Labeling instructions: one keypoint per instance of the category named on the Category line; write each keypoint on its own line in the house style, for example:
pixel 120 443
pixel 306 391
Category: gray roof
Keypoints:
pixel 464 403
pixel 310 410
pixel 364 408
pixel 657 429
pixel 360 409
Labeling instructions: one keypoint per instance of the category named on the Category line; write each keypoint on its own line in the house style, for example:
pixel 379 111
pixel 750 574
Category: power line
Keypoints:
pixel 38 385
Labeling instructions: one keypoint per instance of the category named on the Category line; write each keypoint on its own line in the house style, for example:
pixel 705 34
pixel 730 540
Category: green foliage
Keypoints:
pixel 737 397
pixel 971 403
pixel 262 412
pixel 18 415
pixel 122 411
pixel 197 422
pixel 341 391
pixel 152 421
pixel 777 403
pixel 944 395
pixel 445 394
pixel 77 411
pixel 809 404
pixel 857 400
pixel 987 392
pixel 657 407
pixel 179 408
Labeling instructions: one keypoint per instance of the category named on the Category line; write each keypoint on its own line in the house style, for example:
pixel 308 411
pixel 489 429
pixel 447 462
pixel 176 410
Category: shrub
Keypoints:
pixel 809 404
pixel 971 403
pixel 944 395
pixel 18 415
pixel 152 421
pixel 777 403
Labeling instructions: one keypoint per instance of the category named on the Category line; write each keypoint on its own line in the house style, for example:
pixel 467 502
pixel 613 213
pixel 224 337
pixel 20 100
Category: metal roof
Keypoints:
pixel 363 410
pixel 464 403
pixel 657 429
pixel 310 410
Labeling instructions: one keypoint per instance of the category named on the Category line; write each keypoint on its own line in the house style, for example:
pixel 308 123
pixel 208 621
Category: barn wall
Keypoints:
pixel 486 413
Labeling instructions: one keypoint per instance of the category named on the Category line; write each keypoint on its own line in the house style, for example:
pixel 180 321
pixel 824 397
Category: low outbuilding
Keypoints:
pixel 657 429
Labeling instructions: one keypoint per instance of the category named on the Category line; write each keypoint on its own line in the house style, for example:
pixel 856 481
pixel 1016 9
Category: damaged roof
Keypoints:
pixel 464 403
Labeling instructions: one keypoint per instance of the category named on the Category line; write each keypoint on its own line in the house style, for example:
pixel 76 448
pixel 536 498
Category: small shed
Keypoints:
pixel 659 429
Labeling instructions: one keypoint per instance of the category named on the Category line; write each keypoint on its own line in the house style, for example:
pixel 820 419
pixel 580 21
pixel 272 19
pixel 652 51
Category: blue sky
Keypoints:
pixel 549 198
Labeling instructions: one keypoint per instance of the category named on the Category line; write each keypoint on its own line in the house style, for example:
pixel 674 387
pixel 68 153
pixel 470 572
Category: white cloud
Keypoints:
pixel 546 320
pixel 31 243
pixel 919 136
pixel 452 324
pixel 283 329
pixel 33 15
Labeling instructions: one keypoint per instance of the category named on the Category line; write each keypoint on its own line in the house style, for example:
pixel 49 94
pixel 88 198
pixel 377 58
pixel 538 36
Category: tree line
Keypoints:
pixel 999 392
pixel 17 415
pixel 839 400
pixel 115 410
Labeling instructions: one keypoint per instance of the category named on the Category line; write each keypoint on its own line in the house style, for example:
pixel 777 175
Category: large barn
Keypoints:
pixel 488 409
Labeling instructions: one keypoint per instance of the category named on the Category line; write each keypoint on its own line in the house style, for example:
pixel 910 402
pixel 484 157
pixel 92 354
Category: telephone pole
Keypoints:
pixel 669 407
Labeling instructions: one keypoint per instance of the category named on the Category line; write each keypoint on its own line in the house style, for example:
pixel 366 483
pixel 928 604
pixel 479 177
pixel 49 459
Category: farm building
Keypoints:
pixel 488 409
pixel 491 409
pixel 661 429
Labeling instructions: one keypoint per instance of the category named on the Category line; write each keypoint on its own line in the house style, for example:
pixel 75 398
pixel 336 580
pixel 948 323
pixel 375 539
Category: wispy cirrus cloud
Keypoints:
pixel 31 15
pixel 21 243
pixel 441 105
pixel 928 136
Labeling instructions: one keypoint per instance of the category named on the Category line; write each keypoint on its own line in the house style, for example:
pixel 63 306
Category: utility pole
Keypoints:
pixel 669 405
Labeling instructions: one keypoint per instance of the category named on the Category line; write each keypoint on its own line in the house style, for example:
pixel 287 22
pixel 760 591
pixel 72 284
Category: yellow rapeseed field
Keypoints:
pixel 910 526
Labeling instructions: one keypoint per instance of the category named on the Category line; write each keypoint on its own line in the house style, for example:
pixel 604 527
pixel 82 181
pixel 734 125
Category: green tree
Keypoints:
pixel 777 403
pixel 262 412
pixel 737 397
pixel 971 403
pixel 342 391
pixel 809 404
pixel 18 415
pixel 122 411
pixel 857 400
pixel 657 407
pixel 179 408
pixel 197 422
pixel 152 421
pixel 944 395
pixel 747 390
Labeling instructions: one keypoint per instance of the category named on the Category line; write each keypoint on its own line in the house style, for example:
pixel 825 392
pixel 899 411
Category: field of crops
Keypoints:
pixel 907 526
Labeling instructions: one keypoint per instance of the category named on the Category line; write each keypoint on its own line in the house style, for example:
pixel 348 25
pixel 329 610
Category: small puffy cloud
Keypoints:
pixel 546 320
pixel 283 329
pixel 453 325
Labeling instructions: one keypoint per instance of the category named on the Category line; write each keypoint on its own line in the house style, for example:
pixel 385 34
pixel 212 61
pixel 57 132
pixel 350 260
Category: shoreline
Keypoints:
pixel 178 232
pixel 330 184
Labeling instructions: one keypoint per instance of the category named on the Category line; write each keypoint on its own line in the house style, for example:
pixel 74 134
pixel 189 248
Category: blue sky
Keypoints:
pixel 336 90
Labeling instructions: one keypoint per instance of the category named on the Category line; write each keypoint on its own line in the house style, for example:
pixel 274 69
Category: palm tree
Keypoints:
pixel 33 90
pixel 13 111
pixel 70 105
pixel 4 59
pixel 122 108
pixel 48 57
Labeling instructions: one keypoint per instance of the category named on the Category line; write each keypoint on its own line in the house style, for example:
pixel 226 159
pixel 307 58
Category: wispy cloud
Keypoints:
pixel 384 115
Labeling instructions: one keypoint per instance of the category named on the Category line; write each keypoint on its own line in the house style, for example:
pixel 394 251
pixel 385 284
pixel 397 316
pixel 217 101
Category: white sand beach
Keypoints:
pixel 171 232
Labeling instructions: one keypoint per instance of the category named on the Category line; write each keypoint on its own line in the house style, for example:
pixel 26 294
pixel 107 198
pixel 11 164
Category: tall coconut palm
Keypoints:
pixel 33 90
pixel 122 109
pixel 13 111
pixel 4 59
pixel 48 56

PROBLEM TO WORK ON ::
Go through the entries above and report each line with the string "roof" in it.

WRITTEN RESPONSE ::
Category: gray roof
Category: metal roof
Category: damaged roof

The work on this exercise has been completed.